Filter the data below down to the lines that contain the string "bouquet", keeping each such line in full. Match case exactly.

--- Begin Provided entries ---

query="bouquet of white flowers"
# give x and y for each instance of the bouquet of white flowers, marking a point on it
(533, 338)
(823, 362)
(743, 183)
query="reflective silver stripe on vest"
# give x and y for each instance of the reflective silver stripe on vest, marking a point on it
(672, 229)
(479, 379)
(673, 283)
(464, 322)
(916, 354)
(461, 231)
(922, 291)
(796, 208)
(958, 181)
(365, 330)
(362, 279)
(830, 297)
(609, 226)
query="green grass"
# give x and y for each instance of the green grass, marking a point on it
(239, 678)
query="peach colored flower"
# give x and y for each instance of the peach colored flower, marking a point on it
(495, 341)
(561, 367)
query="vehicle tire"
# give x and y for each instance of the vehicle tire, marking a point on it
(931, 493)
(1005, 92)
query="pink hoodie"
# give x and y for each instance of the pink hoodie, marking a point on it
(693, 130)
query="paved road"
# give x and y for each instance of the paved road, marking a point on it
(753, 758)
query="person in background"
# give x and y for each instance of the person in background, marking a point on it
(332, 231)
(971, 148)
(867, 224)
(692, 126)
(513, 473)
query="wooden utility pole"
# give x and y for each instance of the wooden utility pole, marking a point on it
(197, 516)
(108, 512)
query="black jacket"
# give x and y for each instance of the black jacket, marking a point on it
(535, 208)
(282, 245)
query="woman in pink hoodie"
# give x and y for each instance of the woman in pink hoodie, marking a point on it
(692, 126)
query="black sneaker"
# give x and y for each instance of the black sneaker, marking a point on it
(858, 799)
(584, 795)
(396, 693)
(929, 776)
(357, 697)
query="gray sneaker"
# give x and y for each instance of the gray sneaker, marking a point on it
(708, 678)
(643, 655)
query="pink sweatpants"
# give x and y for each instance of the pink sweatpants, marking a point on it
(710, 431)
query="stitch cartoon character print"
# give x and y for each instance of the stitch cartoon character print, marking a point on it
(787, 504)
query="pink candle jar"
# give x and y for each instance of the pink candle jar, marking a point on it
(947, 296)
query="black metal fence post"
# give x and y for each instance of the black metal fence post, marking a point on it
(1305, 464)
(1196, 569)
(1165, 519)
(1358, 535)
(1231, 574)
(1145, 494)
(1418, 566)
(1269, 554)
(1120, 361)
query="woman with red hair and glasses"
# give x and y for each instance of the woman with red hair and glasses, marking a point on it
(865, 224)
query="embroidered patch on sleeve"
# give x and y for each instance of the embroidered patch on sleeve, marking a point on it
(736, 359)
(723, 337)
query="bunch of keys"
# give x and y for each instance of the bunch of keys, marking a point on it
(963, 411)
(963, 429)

--- End Provided entries ---
--- Begin Provided entries ---

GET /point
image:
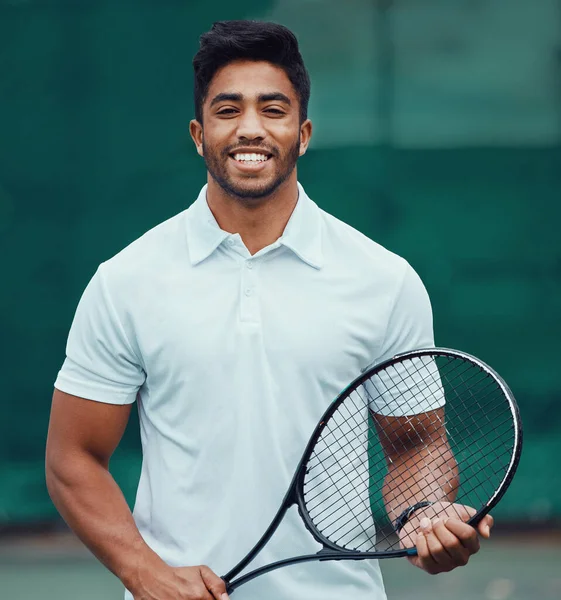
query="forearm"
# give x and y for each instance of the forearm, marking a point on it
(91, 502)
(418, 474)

--- End Provided entries ---

Solution:
query="bouquet of white flowers"
# give x and y for each instance of the bouquet of white flowers, marking a point on it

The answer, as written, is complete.